Boyz’n the Hood, John Singleton (1991)

Boys, boys, boys

Note : 3 sur 5.

Boyz’n the Hood

Année : 1991

Réalisation : John Singleton

Avec : Cuba Gooding Jr., Laurence Fishburne, Hudhail Al-Amir, Angela Bassett

Le film a peut-être une valeur documentaire importante, et a sans doute ainsi le mérite de montrer la réalité des banlieues noires de Los Angeles à la fin du siècle dernier, mais difficile de voir un tel film sans être tenté de dire qu’une partie des problèmes que se créent ces populations, en plus du manque d’éducation et de moyens, en plus des discriminations dont ils sont victimes depuis toujours, est issue en partie des mauvaises solutions adoptées pour faire face à leur misère. Solutions qui passent prioritairement par l’affirmation outrancière de soi au détriment des autres, et surtout par une masculinité exacerbée, toxique et aux conséquences souvent morbides. Loin d’être une option endémique à la Californie, option probablement plus contrainte que réellement choisie, c’est en réalité la même trajectoire commune qui semble être toute promise à différentes populations délaissées du monde issues de l’immigration forcée ou de la colonisation.

Quand une société délaissée est coupée de ses racines culturelles profondes, invisibilisée ou au contraire victimisée dans le grand récit national sans possibilité de s’identifier à des figures autrement plus positives et marquantes que des figures locales du banditisme, on se raccroche aux petites branches disponibles sur le bas du tronc nu de l’arbre, et pas forcément les meilleures options pour se tirer d’affaire : la violence et la masculinité qui va avec. C’est la même logique de ghetto connue dans le monde entier : ces micros sociétés sont le fruit du rejet de leur société mère, pas des micros sociétés qui se sont faites seules. À cette société mère de réintégrer d’abord ses enfants au sein de la canopée commune. Autrement, violence et masculinité morbide ne cesseront d’y faire la loi, et ceux n’en étant pas victimes continueront à penser et dire que la plus grande part, voire la seule, des responsabilités de cette misère en revient à ceux qui en sont victimes. Ce serait un peu comme leur donner un bâton pour qu’ils puissent mieux s’entre-tuer (ce n’est d’ailleurs pas qu’une allégorie : dans les années 80, l’administration Reagan a favorisé ces violences à travers son système judiciaire — on voit ça illustré, de mémoire, dans la série documentaire The Power of Nightmares).

*TÂCHE DEMANDÉE A*:
Répondez à ces questions sur la critique de Boyz'n the Hood :
(i) Quelle note le film reçoit-il ?
(ii) Quelle administration a, selon la critique, favorisé ces violences dans les années 80 ?
(iii) Quelle série documentaire est citée à la fin ?

*DONNÉES FOURNIES*:
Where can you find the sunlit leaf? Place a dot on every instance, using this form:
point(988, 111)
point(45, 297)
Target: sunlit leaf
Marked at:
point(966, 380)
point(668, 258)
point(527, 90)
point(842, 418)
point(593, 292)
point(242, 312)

*TÂCHE DEMANDÉE B*:
Recopiez toutes les lignes de la liste, consigne comprise. Multipliez chaque coordonnée des points marqués par 0,45 et arrondissez à l'entier le plus proche, les demis vers le haut. Laissez les exemples de format inchangés.

*RÉSULTAT A*:
(i) 3 sur 5.
(ii) L'administration Reagan.
(iii) The Power of Nightmares.

*RÉSULTAT B*:
Where can you find the sunlit leaf? Place a dot on every instance, using this form:
point(988, 111)
point(45, 297)
Target: sunlit leaf
Marked at:
point(435, 171)
point(301, 116)
point(237, 41)
point(379, 188)
point(267, 131)
point(109, 140)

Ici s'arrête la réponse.